◆ Provided entries:
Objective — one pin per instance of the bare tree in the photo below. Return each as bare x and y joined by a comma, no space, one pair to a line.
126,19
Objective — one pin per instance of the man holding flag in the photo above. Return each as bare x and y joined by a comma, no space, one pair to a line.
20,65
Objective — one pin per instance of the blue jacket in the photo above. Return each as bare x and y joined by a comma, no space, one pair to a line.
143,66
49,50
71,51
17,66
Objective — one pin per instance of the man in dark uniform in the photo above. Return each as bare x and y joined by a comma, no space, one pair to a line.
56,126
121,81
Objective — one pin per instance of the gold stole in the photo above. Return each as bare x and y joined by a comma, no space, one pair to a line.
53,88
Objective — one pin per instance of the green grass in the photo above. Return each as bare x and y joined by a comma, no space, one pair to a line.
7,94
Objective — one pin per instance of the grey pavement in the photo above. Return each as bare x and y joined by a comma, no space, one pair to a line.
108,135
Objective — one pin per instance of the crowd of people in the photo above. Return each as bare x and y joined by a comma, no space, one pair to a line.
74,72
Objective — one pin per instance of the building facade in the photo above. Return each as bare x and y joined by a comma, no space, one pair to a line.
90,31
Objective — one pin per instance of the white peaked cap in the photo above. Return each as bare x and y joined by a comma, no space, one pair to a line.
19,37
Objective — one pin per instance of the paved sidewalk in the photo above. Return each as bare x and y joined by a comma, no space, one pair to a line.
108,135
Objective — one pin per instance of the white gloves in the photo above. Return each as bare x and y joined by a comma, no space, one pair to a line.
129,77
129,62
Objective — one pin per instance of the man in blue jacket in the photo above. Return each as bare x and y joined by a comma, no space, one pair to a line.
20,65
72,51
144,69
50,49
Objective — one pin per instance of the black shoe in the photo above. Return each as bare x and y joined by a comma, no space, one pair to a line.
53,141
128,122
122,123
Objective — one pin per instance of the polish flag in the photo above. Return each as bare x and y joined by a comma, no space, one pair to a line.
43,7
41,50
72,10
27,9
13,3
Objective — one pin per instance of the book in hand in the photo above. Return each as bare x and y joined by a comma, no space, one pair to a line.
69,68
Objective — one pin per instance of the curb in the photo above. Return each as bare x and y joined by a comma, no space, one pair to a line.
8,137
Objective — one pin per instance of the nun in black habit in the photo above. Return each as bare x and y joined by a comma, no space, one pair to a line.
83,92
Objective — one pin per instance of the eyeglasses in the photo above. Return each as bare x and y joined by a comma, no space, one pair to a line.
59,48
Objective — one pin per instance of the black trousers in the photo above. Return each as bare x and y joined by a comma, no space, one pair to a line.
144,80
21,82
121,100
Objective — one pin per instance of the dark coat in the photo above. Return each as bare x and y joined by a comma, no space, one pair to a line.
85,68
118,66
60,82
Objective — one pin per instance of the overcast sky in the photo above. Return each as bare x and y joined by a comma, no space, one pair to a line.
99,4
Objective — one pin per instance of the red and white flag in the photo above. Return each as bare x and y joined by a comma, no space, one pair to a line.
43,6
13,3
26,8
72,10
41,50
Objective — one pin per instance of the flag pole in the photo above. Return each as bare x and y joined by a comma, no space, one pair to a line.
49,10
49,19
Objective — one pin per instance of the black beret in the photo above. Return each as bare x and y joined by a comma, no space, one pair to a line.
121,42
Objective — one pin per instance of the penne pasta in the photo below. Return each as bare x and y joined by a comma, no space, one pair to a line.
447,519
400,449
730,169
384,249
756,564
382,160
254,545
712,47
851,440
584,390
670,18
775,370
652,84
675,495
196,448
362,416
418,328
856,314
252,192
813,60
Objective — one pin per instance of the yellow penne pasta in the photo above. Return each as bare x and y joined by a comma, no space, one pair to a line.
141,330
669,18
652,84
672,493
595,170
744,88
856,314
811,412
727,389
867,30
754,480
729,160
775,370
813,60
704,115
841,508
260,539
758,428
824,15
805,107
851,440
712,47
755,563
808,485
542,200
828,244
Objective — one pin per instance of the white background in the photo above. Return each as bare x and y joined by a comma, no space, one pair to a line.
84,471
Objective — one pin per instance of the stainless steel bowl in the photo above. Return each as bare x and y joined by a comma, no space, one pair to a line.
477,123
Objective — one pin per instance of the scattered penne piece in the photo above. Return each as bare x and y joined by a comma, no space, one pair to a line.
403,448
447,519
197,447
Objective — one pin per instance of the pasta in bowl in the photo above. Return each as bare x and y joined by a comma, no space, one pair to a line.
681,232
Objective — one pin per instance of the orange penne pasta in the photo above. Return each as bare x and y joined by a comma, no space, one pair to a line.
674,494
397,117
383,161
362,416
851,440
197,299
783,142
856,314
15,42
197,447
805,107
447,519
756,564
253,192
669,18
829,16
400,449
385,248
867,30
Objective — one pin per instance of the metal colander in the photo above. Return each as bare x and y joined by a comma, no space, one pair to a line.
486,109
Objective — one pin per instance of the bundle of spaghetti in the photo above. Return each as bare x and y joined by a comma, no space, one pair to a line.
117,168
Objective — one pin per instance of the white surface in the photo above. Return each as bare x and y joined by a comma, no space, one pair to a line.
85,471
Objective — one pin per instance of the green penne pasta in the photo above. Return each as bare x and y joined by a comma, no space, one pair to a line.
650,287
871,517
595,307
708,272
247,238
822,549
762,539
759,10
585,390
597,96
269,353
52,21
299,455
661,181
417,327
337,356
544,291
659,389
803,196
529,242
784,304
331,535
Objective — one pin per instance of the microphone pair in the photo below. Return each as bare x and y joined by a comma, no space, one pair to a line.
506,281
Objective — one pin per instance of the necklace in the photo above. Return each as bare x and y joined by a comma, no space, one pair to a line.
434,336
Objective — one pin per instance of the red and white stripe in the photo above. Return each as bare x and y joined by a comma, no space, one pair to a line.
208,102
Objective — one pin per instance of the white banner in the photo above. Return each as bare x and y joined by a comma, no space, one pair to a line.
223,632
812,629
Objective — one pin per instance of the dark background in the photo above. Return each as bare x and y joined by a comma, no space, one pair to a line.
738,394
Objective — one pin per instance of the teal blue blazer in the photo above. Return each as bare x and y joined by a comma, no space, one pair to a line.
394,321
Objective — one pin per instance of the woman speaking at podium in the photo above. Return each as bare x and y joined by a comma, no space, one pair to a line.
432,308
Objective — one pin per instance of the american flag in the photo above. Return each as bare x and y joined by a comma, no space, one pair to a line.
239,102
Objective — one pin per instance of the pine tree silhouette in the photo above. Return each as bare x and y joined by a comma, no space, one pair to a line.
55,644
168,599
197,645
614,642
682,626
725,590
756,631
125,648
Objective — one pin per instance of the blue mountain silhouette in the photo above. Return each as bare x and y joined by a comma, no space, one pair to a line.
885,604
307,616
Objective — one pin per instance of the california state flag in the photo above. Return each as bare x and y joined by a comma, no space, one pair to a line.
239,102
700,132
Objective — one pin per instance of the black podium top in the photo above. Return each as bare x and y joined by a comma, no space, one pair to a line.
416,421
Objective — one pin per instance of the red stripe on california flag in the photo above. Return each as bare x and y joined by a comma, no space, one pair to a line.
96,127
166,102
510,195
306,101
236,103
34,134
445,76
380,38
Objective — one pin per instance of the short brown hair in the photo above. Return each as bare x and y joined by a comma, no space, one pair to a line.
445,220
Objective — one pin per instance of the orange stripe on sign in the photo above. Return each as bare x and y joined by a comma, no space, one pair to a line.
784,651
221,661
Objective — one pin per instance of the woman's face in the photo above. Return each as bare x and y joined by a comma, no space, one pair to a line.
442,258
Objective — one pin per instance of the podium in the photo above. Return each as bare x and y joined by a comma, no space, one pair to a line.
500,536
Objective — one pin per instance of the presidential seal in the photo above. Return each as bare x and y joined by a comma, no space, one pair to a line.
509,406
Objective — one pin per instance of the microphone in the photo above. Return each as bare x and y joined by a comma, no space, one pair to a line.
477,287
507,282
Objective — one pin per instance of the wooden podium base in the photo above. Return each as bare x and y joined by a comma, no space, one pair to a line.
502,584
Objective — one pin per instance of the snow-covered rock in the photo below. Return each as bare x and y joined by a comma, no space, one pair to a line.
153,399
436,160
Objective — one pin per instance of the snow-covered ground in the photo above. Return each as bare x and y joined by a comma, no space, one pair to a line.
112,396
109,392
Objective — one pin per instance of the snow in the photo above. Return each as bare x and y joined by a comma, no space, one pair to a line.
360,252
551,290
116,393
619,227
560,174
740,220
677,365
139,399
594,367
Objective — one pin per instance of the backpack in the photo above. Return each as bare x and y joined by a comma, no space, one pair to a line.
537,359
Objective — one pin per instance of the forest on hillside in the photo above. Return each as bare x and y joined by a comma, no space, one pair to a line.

◆ What is asked:
Repeat, character for character, the lines from the one that holds "Objective — one pin per instance of the snow-covered ground" to the final line of the material, inclusive, and no other lines.

◆ Solution for this problem:
Objective — one pin per instance of the snow-covered ground in the photo above. Return each as bare x and y joined by a comma, no space, one pair to a line.
112,396
109,392
Objective — one pin per instance of the snow in the photo above. Return each as bare x and y joined by a comma, no space, one pair to a line.
360,252
551,290
116,393
619,227
560,174
740,220
677,365
139,399
594,367
Objective — one pin per instance of the backpack in the photo above. Return each as bare x and y joined by a comma, no space, one pair to a line.
537,359
Objective — one pin per instance of the forest on hillside in the photo above. Return each as bare x and y joined by a comma, no space, one pair to a line.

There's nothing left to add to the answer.